Try it: Copy, word for word, the lines of the entries below between the one with "white scalloped bowl" and the one with "branch outside window", inclusive, and leave out everything else.
■ ■ ■ ■
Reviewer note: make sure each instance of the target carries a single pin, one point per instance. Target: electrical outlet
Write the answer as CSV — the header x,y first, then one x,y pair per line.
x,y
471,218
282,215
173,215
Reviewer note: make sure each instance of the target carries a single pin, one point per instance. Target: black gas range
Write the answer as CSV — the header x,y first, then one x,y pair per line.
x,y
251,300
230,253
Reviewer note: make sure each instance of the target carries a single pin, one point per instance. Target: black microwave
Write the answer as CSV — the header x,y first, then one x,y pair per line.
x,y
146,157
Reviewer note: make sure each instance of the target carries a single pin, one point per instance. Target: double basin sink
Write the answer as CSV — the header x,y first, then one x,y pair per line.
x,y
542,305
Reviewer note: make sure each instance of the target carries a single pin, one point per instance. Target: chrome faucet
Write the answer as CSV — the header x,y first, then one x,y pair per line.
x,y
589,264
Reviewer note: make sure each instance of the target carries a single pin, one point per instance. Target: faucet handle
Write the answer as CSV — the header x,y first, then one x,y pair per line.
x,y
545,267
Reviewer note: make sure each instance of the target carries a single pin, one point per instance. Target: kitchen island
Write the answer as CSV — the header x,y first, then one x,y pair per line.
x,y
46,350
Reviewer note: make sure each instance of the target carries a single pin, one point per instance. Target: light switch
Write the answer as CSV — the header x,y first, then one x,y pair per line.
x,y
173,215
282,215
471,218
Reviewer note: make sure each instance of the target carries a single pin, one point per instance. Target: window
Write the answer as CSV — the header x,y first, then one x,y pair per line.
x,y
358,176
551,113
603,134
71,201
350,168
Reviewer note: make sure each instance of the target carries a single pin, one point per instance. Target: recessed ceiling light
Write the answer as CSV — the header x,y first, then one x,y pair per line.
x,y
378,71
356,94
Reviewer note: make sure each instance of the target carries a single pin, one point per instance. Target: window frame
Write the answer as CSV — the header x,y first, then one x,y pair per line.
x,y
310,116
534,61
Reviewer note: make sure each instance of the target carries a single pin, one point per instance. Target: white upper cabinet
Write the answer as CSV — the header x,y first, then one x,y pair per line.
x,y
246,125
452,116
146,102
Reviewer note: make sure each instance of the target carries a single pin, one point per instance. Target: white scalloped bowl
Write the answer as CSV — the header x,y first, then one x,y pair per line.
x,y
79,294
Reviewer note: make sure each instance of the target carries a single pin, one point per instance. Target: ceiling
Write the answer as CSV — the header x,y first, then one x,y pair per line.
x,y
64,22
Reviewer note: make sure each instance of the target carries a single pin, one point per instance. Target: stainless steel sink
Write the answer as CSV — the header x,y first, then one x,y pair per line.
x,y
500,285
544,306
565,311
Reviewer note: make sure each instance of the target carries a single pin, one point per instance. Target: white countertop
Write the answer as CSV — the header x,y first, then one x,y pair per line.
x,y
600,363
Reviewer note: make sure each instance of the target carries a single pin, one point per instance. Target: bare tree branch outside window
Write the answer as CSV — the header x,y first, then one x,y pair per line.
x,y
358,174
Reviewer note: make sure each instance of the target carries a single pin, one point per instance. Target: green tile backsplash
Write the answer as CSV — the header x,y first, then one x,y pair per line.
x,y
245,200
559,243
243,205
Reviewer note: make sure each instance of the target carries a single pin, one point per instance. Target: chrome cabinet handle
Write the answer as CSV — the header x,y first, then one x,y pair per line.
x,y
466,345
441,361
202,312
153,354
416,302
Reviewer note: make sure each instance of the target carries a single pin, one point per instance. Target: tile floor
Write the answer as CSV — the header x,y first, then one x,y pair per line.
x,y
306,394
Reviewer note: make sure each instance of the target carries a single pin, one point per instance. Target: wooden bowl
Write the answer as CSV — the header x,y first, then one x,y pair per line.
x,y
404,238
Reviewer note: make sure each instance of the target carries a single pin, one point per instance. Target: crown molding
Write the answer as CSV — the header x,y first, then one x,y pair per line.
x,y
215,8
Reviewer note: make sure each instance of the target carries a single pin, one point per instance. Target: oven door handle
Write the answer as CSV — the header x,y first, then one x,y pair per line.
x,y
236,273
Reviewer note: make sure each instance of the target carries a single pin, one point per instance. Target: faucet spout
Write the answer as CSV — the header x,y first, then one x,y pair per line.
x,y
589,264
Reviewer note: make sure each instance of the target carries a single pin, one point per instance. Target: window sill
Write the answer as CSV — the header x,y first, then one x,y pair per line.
■ ■ ■ ■
Finished exercise:
Reviewer note: make sure each instance of the target carries a single pin, one point per instance. Target: white scalloped bowl
Write the answer as CSV — the header x,y first, then one x,y pair per line.
x,y
79,294
Reviewer note: make sure each instance of the target carries a single pin, one point per instance. Target: ceiling
Write the answer as CSV — the header x,y first, then one x,y pair per line.
x,y
64,22
Reviewer note: make sure each instance of the target carries a single pin, one point per instance. Target: stainless steel sink
Write the answer as CSV — the header x,y first, then one x,y pair per line.
x,y
500,285
544,306
565,311
Reviewer note: make sure each instance of the target carries a single pin, one point per instance. Target: white countertop
Write the answer as CSV — the header x,y first, then one x,y pair per line.
x,y
600,363
Reviewer note: make sure each instance of the target carries a single pin, one point per instance. Target: bare tree branch outside window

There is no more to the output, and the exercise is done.